(Records excerpted from a collection)
=== Section Start ===
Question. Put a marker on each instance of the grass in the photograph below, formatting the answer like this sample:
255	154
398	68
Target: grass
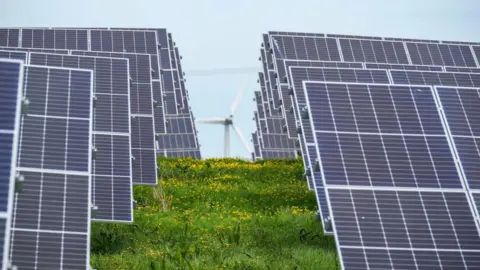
219	214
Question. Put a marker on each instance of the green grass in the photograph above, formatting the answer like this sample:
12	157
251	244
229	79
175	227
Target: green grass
219	214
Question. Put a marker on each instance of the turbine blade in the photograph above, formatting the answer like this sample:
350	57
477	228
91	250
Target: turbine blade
239	95
244	141
216	120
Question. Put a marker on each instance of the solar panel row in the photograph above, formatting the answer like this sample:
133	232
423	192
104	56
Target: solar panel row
94	114
378	142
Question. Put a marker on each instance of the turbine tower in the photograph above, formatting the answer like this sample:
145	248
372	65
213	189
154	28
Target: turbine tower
228	122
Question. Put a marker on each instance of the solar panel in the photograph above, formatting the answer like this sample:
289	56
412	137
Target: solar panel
179	125
34	50
380	147
112	168
8	54
460	107
51	218
11	79
141	109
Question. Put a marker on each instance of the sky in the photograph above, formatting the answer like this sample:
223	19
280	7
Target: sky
216	34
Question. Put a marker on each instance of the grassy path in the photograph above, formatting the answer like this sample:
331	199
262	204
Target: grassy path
219	214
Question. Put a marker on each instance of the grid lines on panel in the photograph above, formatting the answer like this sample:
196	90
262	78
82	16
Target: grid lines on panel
395	140
112	176
51	218
141	109
11	79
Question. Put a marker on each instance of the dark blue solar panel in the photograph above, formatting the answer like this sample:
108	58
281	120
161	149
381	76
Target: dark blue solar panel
8	54
441	54
436	78
394	229
11	76
9	37
359	125
354	50
461	107
50	227
111	127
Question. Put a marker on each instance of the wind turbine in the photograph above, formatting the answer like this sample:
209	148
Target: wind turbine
228	122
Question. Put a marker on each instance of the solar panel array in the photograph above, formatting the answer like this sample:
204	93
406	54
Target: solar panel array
387	131
98	105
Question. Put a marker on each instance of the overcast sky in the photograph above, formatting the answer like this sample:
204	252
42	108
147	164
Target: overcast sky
219	34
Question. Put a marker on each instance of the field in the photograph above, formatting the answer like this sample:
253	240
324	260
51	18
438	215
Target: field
219	214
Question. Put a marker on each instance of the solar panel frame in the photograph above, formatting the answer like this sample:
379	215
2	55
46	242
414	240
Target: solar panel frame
26	170
7	215
9	54
117	181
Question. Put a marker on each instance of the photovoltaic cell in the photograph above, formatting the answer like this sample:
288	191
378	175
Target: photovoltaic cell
35	50
51	220
393	163
141	109
11	79
460	106
9	54
112	177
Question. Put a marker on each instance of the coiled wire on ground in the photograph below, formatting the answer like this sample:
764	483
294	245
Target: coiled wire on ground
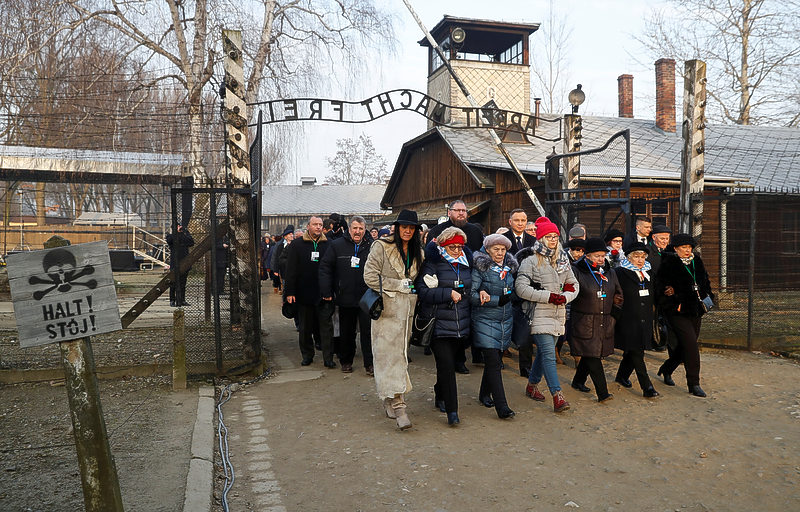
222	434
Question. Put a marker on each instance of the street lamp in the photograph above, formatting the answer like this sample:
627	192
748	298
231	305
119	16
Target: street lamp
576	98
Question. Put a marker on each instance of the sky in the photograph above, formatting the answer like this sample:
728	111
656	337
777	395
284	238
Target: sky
601	48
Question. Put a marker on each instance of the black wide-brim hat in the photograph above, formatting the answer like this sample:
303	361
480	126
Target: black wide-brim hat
683	239
407	218
595	245
637	246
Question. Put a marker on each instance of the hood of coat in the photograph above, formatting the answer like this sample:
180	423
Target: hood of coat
482	261
432	253
581	266
308	238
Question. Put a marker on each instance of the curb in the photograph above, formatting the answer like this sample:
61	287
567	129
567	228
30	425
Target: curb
200	479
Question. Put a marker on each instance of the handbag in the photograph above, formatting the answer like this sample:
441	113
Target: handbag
371	302
421	328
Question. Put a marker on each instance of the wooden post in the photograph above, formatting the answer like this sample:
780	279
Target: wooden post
98	472
692	156
178	349
243	242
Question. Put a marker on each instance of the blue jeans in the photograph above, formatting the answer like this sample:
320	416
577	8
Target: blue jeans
545	362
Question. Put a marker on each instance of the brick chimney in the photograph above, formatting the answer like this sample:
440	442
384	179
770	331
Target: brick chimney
625	86
665	94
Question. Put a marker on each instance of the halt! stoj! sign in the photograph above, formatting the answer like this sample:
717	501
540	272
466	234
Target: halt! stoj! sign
63	294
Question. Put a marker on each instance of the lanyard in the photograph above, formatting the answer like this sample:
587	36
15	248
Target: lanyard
599	283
=== Section End ===
TASK REQUIREMENTS: Take each line above that holds the string "below" and copy it.

ANSWER TO THIS EXERCISE:
Question. Put a marker on each instance of the grass in the photograph below, formatting the answer like this sample:
Question. Put a marker on each instance of the coiled wire on ground in the photograph below, formatting the answer like this sample:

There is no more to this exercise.